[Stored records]
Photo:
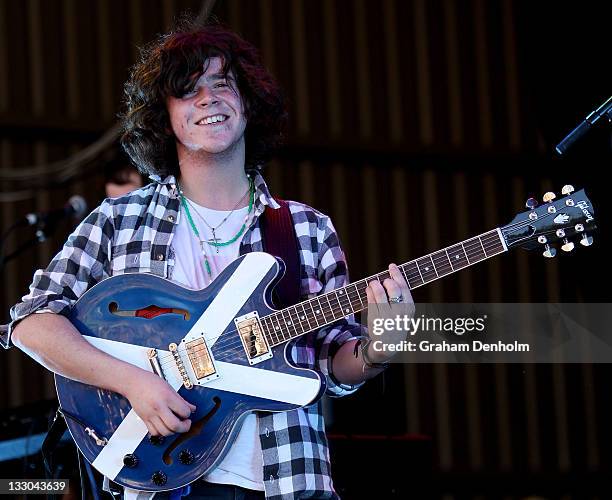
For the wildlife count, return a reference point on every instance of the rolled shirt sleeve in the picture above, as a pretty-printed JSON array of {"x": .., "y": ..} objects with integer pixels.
[
  {"x": 333, "y": 273},
  {"x": 82, "y": 262}
]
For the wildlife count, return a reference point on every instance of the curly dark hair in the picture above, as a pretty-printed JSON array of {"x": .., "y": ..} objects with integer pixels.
[{"x": 170, "y": 66}]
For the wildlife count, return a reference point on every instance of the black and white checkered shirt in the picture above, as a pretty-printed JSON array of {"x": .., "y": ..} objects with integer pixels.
[{"x": 134, "y": 233}]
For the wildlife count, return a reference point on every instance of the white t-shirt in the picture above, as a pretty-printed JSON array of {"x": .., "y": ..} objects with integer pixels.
[{"x": 243, "y": 465}]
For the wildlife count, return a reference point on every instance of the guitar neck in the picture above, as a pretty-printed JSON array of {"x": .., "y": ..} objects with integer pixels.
[{"x": 325, "y": 309}]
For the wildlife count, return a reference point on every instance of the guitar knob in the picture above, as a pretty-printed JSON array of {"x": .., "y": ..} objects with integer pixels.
[
  {"x": 550, "y": 252},
  {"x": 567, "y": 246},
  {"x": 130, "y": 460},
  {"x": 159, "y": 478},
  {"x": 586, "y": 240},
  {"x": 156, "y": 440},
  {"x": 186, "y": 457}
]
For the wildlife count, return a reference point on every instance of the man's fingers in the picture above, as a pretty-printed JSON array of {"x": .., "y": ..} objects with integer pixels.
[
  {"x": 173, "y": 423},
  {"x": 181, "y": 407},
  {"x": 377, "y": 293},
  {"x": 160, "y": 428},
  {"x": 399, "y": 278},
  {"x": 393, "y": 289}
]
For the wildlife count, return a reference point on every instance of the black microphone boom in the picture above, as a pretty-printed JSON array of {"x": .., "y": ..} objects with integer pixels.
[
  {"x": 584, "y": 127},
  {"x": 76, "y": 206}
]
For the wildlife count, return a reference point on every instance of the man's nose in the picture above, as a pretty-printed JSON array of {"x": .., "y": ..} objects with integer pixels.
[{"x": 206, "y": 97}]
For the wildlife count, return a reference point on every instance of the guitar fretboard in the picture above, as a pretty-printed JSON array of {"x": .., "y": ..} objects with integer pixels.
[{"x": 322, "y": 310}]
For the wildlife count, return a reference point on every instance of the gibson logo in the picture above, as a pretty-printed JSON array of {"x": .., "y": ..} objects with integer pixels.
[{"x": 584, "y": 207}]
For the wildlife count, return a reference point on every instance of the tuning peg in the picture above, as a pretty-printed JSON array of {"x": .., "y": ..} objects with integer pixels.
[
  {"x": 550, "y": 252},
  {"x": 567, "y": 246},
  {"x": 586, "y": 240}
]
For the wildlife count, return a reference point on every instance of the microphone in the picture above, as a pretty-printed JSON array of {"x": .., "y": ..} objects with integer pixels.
[
  {"x": 76, "y": 206},
  {"x": 584, "y": 127}
]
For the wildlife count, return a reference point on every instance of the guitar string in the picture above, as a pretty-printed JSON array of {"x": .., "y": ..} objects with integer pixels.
[
  {"x": 475, "y": 241},
  {"x": 233, "y": 342}
]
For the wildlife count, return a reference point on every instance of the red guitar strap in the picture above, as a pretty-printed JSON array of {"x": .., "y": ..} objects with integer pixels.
[{"x": 279, "y": 239}]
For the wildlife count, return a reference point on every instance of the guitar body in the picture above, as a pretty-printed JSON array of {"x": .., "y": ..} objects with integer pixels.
[
  {"x": 102, "y": 315},
  {"x": 225, "y": 350}
]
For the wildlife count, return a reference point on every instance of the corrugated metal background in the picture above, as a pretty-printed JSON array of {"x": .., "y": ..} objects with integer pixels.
[{"x": 412, "y": 126}]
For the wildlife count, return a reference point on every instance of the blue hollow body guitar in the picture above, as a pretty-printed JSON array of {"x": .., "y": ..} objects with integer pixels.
[{"x": 226, "y": 350}]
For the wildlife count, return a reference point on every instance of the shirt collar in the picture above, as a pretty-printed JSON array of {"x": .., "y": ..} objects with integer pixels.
[{"x": 263, "y": 197}]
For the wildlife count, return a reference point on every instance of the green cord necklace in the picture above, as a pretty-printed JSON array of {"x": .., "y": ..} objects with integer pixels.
[{"x": 214, "y": 242}]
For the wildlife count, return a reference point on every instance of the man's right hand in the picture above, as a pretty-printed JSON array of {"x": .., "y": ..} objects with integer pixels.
[{"x": 160, "y": 407}]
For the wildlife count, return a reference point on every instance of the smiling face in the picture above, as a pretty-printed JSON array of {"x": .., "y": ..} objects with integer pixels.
[{"x": 210, "y": 117}]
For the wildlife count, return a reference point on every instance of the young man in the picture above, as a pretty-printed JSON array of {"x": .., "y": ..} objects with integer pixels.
[{"x": 202, "y": 115}]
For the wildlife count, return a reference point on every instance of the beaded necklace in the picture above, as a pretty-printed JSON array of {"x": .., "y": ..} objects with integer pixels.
[{"x": 214, "y": 242}]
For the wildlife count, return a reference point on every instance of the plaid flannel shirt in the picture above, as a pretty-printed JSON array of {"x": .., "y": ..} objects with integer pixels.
[{"x": 133, "y": 233}]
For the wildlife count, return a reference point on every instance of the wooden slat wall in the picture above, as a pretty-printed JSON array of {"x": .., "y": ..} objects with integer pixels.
[{"x": 400, "y": 76}]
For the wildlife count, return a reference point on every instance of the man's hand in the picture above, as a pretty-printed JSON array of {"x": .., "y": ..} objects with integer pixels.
[
  {"x": 394, "y": 291},
  {"x": 160, "y": 407}
]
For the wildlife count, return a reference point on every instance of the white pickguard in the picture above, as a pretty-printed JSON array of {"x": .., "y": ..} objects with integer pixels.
[{"x": 246, "y": 380}]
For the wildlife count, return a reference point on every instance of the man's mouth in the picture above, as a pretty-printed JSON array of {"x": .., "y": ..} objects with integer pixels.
[{"x": 210, "y": 120}]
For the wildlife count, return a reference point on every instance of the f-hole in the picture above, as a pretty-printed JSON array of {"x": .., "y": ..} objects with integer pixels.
[
  {"x": 149, "y": 312},
  {"x": 196, "y": 428}
]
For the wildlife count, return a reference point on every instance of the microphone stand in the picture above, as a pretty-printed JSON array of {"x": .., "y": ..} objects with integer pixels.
[
  {"x": 604, "y": 110},
  {"x": 43, "y": 231}
]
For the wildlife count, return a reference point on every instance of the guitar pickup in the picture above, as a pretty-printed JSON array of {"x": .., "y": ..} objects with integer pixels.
[
  {"x": 201, "y": 360},
  {"x": 253, "y": 340}
]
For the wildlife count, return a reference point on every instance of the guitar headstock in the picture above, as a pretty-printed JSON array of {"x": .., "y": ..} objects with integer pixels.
[{"x": 565, "y": 220}]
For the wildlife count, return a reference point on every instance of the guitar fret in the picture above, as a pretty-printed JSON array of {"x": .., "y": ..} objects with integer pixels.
[
  {"x": 266, "y": 329},
  {"x": 331, "y": 308},
  {"x": 288, "y": 324},
  {"x": 457, "y": 260},
  {"x": 434, "y": 266},
  {"x": 311, "y": 314},
  {"x": 449, "y": 261},
  {"x": 427, "y": 274},
  {"x": 442, "y": 263},
  {"x": 466, "y": 257},
  {"x": 306, "y": 316},
  {"x": 480, "y": 241},
  {"x": 326, "y": 308},
  {"x": 278, "y": 329},
  {"x": 358, "y": 296},
  {"x": 295, "y": 318},
  {"x": 321, "y": 310},
  {"x": 270, "y": 330},
  {"x": 476, "y": 252},
  {"x": 414, "y": 276},
  {"x": 401, "y": 268}
]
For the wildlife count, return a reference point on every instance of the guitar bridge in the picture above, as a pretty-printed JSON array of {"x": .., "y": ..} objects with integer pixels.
[
  {"x": 252, "y": 337},
  {"x": 201, "y": 360}
]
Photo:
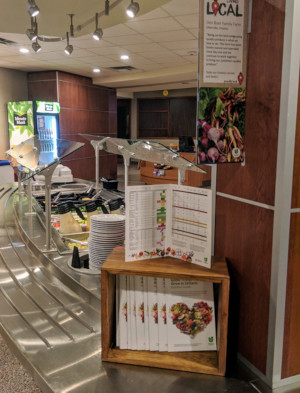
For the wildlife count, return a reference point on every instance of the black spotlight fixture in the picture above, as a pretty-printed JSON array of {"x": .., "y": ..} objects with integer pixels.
[
  {"x": 98, "y": 33},
  {"x": 106, "y": 10},
  {"x": 68, "y": 48},
  {"x": 133, "y": 9},
  {"x": 32, "y": 32},
  {"x": 32, "y": 9},
  {"x": 36, "y": 46}
]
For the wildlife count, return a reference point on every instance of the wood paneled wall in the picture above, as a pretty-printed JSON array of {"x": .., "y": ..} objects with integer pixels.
[
  {"x": 244, "y": 231},
  {"x": 85, "y": 109},
  {"x": 291, "y": 345}
]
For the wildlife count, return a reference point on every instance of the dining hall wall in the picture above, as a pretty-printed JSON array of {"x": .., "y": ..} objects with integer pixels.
[
  {"x": 246, "y": 194},
  {"x": 13, "y": 88},
  {"x": 85, "y": 109}
]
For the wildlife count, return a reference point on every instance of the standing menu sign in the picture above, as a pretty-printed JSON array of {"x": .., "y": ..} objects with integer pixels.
[
  {"x": 222, "y": 81},
  {"x": 168, "y": 220}
]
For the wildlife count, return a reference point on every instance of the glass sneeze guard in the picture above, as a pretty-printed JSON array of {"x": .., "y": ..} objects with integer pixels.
[{"x": 41, "y": 157}]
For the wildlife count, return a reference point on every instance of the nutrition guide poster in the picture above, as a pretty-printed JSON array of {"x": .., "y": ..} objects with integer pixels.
[{"x": 168, "y": 220}]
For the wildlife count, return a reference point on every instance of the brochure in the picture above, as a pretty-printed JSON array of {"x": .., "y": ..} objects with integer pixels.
[
  {"x": 162, "y": 315},
  {"x": 190, "y": 316},
  {"x": 171, "y": 220},
  {"x": 153, "y": 313},
  {"x": 122, "y": 317},
  {"x": 129, "y": 344},
  {"x": 146, "y": 315},
  {"x": 132, "y": 312},
  {"x": 140, "y": 314}
]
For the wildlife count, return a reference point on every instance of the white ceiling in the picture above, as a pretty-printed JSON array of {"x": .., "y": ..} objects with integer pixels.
[{"x": 162, "y": 43}]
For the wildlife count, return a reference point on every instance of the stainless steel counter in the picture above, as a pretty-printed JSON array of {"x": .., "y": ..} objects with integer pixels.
[{"x": 50, "y": 316}]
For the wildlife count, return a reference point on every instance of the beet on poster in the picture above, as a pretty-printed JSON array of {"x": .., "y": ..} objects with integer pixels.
[{"x": 221, "y": 123}]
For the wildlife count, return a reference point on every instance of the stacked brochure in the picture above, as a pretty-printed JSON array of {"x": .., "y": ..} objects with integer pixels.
[
  {"x": 158, "y": 314},
  {"x": 168, "y": 220}
]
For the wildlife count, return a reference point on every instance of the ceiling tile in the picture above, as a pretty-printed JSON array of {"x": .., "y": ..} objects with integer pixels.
[
  {"x": 149, "y": 47},
  {"x": 195, "y": 32},
  {"x": 176, "y": 45},
  {"x": 177, "y": 35},
  {"x": 88, "y": 43},
  {"x": 189, "y": 21},
  {"x": 117, "y": 31},
  {"x": 128, "y": 39},
  {"x": 155, "y": 14},
  {"x": 112, "y": 50},
  {"x": 162, "y": 57},
  {"x": 180, "y": 7}
]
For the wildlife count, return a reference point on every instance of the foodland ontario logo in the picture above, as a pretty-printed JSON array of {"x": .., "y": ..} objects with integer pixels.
[{"x": 223, "y": 8}]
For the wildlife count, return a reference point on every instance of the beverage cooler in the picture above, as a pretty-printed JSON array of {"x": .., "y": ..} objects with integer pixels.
[{"x": 28, "y": 118}]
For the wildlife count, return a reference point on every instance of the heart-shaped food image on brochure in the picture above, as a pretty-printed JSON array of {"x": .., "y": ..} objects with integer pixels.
[{"x": 191, "y": 320}]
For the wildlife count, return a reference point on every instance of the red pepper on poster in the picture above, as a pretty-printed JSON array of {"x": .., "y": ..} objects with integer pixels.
[
  {"x": 240, "y": 78},
  {"x": 215, "y": 6}
]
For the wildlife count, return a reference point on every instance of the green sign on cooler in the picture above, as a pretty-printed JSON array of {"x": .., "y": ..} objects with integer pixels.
[{"x": 47, "y": 107}]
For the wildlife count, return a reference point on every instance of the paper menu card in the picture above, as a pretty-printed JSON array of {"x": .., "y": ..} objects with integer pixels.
[
  {"x": 171, "y": 220},
  {"x": 122, "y": 312},
  {"x": 190, "y": 316},
  {"x": 153, "y": 313},
  {"x": 146, "y": 315},
  {"x": 132, "y": 308},
  {"x": 140, "y": 313}
]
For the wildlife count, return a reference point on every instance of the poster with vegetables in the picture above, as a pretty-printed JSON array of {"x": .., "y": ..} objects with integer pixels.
[
  {"x": 20, "y": 121},
  {"x": 221, "y": 125}
]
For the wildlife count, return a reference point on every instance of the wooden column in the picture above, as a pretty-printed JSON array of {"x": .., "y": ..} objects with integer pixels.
[{"x": 85, "y": 108}]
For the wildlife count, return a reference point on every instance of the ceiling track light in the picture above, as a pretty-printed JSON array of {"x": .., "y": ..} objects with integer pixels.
[
  {"x": 71, "y": 25},
  {"x": 68, "y": 48},
  {"x": 32, "y": 9},
  {"x": 133, "y": 9},
  {"x": 106, "y": 10},
  {"x": 36, "y": 46},
  {"x": 98, "y": 33},
  {"x": 32, "y": 32}
]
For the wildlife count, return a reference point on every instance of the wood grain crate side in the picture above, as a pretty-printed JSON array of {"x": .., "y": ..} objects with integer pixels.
[
  {"x": 222, "y": 325},
  {"x": 198, "y": 362}
]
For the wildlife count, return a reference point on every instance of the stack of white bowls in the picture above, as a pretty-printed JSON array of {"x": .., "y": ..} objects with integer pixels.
[{"x": 106, "y": 232}]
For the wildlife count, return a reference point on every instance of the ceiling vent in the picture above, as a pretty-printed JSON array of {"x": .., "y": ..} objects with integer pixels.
[
  {"x": 122, "y": 68},
  {"x": 3, "y": 41}
]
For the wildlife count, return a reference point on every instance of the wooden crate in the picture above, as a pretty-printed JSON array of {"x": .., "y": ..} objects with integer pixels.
[{"x": 208, "y": 362}]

Aim of the exercise –
Find the line that contains "the wooden crate". Repeat it and every line after it, exactly as written, up to and including the last line of the records above.

Answer area –
For the wildlife count, return a reference point on every instance of the wooden crate in the picture above, as a pretty-printed JSON array of {"x": .., "y": ..} objects with integer pixels.
[{"x": 208, "y": 362}]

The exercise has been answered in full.